Output the item lines from the line with "Find the green" to the line with "[[[0,201],[30,200],[33,198],[34,184],[13,175],[9,167],[0,165]]]", both included, as a JSON list of strings with one string per line and no blank lines.

→ **Supplied records**:
****************************************
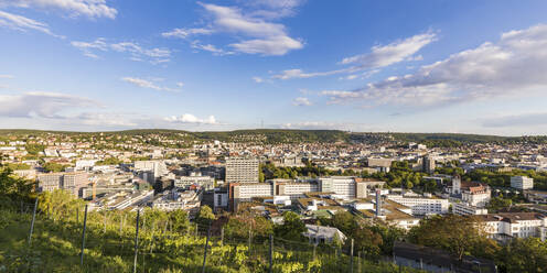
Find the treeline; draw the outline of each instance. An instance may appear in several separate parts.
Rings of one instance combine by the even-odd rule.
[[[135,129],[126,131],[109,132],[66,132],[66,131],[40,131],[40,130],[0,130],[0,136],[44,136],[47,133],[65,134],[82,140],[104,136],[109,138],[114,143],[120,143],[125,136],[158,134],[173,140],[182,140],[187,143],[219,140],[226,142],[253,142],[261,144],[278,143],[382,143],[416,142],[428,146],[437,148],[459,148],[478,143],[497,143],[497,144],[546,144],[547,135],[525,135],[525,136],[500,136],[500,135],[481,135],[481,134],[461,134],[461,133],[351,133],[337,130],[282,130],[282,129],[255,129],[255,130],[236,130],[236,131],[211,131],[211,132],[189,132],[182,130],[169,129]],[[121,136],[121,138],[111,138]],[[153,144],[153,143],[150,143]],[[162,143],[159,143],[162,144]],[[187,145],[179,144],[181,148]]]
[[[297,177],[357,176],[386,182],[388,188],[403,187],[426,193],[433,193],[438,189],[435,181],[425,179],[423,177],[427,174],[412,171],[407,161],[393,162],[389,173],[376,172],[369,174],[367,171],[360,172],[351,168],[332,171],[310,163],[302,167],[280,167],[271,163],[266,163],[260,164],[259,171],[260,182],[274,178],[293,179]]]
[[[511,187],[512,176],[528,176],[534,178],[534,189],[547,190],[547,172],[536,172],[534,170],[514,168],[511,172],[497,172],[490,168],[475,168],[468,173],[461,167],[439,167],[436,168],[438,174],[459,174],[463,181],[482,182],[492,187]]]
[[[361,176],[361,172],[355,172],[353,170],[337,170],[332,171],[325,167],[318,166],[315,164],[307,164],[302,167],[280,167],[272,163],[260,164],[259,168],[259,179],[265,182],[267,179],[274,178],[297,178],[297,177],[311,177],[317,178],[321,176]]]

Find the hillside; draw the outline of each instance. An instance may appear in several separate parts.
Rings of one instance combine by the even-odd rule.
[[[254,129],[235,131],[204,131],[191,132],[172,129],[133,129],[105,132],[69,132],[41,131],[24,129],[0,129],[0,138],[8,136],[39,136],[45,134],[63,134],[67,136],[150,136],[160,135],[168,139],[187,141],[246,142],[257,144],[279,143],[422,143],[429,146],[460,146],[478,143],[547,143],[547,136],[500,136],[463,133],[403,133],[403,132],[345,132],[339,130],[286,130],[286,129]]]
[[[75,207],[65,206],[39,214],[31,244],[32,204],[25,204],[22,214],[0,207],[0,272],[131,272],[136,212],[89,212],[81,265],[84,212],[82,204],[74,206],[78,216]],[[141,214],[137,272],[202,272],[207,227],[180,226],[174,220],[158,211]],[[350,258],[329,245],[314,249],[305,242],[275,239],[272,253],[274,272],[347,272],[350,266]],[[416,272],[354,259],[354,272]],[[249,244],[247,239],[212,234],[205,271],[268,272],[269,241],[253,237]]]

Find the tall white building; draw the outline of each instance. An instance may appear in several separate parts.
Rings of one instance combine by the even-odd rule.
****************************************
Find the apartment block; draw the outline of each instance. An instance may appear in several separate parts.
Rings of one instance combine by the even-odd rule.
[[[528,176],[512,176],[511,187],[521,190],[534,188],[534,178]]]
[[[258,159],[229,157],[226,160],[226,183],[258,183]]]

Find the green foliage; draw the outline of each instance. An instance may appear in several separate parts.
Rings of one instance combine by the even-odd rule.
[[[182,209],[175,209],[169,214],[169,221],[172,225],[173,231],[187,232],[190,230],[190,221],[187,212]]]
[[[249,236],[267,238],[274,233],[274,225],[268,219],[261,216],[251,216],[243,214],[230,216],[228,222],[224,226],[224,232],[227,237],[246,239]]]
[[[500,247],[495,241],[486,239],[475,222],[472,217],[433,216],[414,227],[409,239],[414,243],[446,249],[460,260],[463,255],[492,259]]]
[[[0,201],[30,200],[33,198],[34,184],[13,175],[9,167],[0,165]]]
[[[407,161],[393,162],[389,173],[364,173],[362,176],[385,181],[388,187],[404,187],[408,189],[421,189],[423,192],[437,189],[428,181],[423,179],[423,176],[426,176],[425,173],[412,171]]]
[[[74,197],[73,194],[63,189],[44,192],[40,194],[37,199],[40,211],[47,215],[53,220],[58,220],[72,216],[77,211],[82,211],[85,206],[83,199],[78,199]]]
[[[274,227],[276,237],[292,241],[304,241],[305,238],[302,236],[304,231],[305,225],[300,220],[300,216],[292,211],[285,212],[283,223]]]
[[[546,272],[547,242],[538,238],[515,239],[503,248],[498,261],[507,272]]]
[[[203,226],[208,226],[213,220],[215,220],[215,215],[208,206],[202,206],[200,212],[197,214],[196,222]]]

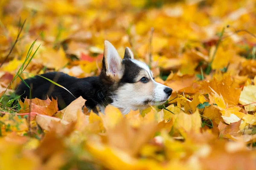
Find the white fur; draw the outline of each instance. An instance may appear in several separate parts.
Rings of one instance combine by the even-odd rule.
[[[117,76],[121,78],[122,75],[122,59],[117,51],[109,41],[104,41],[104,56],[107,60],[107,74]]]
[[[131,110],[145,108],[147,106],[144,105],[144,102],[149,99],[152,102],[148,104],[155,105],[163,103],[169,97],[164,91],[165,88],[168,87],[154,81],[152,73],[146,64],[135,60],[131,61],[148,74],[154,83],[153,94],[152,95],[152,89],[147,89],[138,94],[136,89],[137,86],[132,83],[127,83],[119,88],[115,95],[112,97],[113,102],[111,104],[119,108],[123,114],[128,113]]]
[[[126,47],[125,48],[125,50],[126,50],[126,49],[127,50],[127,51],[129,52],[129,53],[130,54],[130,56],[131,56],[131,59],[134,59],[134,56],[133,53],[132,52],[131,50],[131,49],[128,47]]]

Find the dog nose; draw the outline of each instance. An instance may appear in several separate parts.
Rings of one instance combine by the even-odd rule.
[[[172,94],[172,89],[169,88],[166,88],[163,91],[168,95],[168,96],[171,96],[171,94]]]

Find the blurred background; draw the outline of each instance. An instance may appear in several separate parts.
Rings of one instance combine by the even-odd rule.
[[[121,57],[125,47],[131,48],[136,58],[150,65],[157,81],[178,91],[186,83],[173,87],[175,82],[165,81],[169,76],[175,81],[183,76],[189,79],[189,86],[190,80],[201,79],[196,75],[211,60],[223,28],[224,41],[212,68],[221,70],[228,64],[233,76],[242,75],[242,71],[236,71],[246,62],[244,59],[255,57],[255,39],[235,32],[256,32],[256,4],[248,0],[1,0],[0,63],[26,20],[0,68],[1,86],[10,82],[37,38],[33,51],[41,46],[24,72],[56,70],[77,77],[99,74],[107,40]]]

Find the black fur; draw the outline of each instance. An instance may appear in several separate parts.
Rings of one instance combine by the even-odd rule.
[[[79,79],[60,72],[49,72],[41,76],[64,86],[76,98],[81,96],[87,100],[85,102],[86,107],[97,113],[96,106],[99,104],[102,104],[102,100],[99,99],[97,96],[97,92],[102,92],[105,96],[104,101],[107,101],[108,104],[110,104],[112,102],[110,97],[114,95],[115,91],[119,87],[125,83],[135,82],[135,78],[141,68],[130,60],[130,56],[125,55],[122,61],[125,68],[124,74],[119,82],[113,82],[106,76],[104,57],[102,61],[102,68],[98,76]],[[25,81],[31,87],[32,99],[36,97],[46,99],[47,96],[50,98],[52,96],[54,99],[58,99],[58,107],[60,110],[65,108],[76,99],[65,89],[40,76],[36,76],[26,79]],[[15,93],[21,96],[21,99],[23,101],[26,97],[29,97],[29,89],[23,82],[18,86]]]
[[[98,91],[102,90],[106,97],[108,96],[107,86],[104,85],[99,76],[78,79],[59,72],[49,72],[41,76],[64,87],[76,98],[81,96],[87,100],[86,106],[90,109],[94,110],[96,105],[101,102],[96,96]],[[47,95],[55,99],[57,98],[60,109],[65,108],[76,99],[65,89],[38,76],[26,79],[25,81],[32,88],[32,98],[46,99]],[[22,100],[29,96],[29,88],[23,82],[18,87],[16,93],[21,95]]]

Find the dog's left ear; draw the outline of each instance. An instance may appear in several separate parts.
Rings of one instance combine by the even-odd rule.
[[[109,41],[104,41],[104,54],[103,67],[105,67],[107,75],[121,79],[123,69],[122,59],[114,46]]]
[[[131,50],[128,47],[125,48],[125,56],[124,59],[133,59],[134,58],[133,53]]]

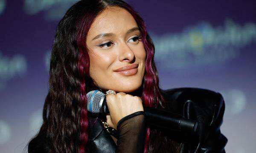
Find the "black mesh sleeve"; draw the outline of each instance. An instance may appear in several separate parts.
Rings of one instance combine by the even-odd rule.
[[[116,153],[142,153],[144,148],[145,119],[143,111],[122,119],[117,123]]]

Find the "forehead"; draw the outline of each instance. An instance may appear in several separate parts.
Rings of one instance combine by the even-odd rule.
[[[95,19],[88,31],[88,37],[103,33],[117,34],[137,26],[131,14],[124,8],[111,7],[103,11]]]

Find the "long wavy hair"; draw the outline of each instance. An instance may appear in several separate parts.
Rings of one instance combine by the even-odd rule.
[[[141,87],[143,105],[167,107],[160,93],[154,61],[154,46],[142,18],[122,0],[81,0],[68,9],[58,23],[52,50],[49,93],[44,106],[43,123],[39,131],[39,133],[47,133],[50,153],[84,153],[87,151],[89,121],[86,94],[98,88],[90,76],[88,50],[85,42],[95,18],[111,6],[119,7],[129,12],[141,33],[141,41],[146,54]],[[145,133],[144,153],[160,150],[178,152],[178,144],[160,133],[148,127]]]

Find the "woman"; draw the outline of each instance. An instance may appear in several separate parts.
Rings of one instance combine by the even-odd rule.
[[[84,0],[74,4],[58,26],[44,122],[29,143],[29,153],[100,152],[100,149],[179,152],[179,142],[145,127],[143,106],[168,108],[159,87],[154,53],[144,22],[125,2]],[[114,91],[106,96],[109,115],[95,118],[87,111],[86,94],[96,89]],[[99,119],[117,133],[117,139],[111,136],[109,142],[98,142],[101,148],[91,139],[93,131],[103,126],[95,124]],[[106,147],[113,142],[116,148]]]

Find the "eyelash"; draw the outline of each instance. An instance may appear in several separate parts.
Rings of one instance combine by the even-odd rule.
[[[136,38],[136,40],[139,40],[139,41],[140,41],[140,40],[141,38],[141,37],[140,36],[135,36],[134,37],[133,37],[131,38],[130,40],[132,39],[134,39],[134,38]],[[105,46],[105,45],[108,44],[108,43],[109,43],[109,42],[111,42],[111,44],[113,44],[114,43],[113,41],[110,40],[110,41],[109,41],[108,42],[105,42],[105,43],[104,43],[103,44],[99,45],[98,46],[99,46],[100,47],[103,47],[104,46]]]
****************************************
→ **Exercise response**:
[
  "Find the green foliage; draw the outline of each instance. An instance may appear in several separate parts.",
  "Rings of one instance combine by the even-odd rule.",
  "[[[182,209],[175,209],[169,214],[169,221],[172,225],[173,231],[187,232],[190,230],[190,221],[187,212]]]",
  "[[[249,236],[267,238],[274,233],[274,225],[268,219],[261,216],[251,216],[243,214],[230,216],[228,222],[224,226],[224,232],[227,237],[246,239]]]",
  "[[[500,247],[495,241],[486,239],[475,222],[472,217],[433,216],[414,227],[409,239],[414,243],[446,249],[460,260],[463,255],[492,259]]]",
  "[[[0,201],[30,200],[33,198],[34,184],[13,175],[9,167],[0,165]]]"
]